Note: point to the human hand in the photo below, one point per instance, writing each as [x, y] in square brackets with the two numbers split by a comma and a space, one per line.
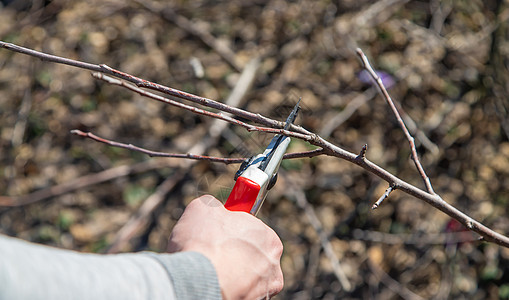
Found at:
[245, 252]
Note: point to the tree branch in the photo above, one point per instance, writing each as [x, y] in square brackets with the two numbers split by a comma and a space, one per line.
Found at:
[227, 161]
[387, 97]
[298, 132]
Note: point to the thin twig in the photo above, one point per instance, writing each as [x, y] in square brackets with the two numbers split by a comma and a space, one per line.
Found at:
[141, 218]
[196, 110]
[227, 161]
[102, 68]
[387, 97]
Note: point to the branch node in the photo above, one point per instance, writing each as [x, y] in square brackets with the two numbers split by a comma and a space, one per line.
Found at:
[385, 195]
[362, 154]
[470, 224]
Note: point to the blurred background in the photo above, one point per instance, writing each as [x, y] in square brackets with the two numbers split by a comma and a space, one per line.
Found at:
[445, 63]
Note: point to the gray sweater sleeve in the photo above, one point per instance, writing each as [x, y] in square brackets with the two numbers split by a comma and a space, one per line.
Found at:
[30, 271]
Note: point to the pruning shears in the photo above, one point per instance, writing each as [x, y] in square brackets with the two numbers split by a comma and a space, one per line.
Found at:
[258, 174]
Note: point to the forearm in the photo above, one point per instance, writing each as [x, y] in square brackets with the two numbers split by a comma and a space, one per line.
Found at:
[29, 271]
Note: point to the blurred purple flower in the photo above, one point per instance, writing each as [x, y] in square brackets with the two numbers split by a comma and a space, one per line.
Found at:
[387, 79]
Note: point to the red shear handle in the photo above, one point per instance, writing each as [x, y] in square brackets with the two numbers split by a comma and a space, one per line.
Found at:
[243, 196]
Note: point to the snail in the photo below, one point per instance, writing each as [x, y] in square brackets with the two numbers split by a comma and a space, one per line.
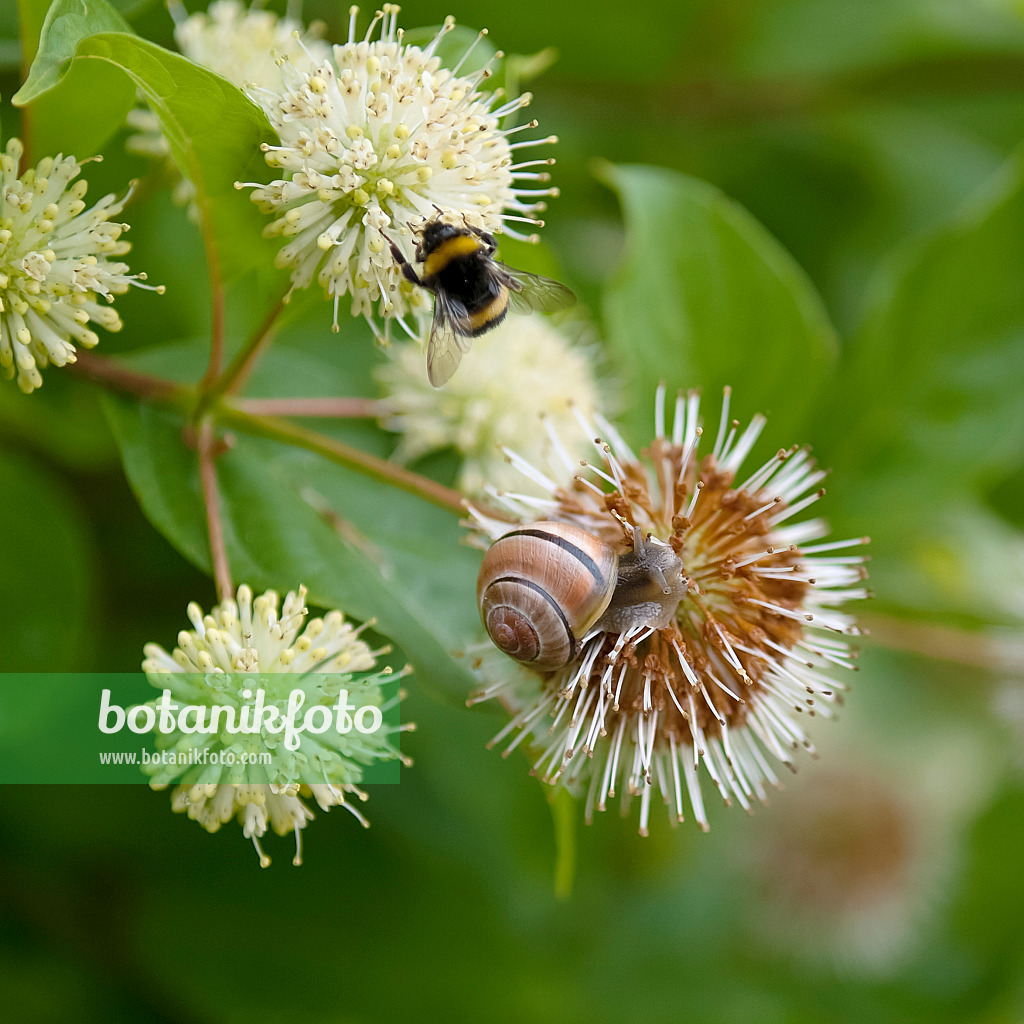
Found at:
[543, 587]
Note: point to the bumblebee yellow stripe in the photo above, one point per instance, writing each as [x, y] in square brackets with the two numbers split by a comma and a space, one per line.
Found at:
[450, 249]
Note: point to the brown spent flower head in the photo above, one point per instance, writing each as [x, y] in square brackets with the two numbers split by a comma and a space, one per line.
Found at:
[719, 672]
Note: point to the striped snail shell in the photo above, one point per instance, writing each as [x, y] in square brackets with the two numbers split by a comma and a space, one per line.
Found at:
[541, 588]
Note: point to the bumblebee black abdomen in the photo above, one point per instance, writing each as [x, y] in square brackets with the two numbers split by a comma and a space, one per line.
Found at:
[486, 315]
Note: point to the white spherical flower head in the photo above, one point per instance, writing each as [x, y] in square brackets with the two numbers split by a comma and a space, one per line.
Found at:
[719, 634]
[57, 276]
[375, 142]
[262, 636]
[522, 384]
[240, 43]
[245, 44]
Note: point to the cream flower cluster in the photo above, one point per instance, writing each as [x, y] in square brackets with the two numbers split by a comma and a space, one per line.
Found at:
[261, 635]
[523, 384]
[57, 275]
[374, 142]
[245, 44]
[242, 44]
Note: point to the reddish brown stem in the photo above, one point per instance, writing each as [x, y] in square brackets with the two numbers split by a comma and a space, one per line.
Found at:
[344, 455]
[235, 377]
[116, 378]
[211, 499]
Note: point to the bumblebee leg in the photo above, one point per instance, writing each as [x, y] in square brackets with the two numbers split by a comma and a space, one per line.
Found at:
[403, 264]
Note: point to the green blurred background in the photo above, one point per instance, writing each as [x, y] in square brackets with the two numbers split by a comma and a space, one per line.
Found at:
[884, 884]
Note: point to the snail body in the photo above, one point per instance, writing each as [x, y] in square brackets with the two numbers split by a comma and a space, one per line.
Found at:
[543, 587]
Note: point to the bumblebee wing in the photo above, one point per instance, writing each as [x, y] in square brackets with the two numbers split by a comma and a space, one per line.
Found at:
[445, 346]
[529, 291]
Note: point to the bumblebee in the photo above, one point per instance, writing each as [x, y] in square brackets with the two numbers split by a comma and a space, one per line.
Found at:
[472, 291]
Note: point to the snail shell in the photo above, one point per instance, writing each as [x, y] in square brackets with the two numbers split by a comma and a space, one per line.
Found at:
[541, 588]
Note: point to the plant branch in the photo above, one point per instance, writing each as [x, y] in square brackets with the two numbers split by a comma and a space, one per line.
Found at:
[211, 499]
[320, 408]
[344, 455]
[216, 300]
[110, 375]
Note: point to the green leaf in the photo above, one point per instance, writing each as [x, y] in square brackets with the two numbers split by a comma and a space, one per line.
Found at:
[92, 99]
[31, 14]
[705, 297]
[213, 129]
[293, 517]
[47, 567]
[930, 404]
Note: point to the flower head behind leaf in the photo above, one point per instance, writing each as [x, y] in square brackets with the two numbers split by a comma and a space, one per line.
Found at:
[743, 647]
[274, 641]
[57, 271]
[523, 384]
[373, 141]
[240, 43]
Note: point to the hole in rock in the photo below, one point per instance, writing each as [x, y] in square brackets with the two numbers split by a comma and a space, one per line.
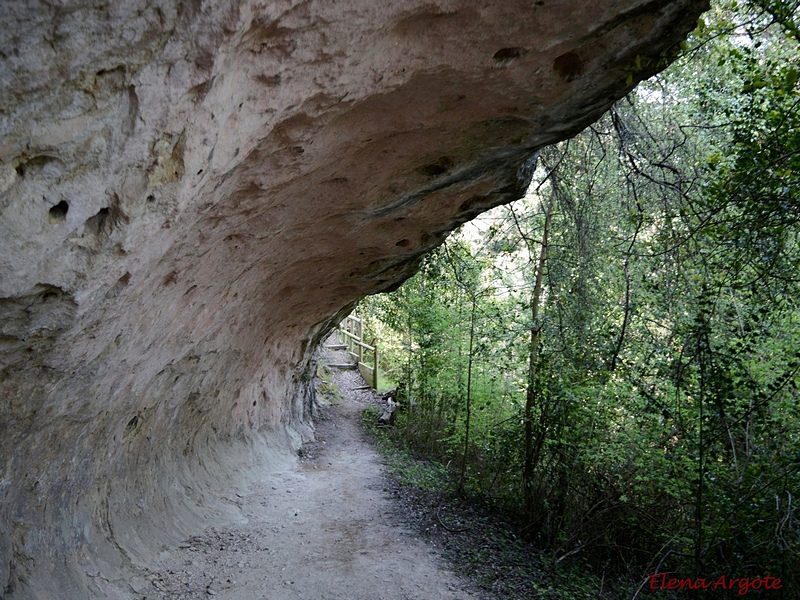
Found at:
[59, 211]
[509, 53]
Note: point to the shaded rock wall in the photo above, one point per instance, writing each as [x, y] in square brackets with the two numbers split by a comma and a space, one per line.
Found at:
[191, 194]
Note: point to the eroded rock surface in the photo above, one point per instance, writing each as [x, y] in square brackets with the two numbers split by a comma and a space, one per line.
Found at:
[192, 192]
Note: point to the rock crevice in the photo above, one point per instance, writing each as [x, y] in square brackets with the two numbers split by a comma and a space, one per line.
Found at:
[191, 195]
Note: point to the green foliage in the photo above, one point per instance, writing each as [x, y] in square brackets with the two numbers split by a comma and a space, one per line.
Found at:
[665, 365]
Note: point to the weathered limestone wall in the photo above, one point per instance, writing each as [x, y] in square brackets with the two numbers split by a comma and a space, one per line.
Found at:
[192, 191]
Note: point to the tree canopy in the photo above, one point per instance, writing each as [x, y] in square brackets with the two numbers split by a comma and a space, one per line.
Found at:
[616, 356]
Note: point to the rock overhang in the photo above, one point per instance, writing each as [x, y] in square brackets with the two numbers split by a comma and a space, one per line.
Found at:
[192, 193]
★ ★ ★
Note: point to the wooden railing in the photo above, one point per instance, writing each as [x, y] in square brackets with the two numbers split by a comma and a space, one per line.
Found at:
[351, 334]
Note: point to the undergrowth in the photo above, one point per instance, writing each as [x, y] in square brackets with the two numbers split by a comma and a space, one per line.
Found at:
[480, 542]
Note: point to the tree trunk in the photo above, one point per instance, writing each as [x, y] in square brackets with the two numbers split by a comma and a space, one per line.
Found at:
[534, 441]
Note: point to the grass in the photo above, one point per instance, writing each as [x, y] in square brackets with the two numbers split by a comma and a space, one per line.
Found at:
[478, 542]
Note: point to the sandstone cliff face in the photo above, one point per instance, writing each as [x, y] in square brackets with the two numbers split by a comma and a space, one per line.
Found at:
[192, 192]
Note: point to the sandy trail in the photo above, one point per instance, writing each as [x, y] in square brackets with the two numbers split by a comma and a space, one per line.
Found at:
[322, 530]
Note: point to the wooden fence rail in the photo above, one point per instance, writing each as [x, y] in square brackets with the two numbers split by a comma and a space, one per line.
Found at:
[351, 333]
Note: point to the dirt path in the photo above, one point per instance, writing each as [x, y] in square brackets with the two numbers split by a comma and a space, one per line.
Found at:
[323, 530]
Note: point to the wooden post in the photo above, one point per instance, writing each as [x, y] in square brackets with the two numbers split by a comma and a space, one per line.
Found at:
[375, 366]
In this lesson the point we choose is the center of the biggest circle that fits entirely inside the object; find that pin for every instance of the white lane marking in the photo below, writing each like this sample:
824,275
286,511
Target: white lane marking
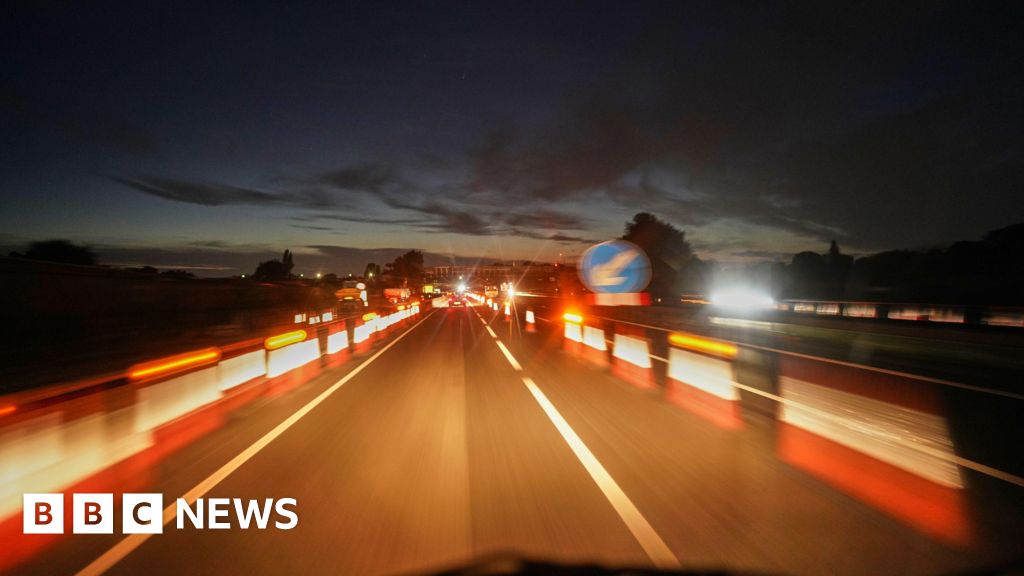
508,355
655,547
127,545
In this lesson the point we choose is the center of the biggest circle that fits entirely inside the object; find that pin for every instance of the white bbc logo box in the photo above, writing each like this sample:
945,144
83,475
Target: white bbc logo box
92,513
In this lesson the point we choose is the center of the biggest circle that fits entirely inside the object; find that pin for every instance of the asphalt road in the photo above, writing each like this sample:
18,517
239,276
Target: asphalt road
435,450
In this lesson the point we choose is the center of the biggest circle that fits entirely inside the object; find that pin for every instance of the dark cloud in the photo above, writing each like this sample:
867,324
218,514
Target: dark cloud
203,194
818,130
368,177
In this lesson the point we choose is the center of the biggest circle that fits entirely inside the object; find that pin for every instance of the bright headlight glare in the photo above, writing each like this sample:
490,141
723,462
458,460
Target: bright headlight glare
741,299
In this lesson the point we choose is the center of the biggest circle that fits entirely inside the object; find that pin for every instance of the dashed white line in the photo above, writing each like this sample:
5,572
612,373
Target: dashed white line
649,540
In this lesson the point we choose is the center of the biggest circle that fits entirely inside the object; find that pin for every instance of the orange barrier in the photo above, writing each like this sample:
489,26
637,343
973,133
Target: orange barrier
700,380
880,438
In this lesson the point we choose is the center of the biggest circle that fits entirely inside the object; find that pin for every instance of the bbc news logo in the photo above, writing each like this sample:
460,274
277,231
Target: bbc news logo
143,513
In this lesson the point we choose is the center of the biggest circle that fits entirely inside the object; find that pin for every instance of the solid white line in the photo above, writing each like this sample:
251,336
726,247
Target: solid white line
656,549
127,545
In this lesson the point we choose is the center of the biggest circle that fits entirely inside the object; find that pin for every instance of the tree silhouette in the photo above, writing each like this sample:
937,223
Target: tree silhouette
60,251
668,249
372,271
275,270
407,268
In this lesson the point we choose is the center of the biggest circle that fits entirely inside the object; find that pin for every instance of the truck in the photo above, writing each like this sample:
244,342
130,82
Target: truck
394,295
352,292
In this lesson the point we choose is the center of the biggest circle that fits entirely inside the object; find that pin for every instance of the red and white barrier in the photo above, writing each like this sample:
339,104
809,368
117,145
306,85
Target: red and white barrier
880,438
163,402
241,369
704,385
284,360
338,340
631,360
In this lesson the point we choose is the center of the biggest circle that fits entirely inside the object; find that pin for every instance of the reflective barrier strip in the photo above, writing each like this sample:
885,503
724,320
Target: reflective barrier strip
★ ★ ★
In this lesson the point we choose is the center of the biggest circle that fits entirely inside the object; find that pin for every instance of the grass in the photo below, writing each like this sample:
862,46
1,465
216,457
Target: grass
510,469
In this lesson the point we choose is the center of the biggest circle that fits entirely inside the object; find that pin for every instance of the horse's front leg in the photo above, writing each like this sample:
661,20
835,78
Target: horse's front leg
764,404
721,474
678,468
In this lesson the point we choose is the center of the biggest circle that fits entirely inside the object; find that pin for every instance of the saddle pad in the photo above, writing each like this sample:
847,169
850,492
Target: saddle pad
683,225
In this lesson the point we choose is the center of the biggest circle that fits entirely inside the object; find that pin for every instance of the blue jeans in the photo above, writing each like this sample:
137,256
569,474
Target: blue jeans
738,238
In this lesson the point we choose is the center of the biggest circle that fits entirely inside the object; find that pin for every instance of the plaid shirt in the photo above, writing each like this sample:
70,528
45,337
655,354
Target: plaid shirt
★ ★ ★
▶ _Set problem_
Tally the lines in the records that contain the string "blue" and give only that number.

▶ _Exercise output_
2